>> Start RECORDS SUPPLIED

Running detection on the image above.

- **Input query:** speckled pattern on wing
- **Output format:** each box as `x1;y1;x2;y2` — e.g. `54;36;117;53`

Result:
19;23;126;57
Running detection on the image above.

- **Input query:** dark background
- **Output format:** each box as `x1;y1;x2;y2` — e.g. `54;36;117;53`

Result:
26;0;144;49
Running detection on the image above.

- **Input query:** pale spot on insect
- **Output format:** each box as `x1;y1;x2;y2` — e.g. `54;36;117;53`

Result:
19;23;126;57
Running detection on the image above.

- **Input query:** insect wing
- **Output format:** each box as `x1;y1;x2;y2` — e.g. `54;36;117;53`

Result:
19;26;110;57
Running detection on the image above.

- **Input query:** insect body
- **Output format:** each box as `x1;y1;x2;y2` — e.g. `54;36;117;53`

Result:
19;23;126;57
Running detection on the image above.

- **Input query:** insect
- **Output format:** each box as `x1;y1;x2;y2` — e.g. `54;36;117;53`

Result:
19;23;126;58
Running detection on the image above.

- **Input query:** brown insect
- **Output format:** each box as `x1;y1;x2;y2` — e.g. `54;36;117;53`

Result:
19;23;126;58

>> End RECORDS SUPPLIED

◆ **TASK GOAL**
Gather every line in the records that contains the string "Input". The match must respect uppercase and lowercase letters.

◆ **RESPONSE**
- **Input query:** speckled pattern on wing
- **Input query:** dark background
- **Input query:** pale spot on insect
- **Input query:** insect wing
- **Input query:** insect body
- **Input query:** insect
- **Input query:** brown insect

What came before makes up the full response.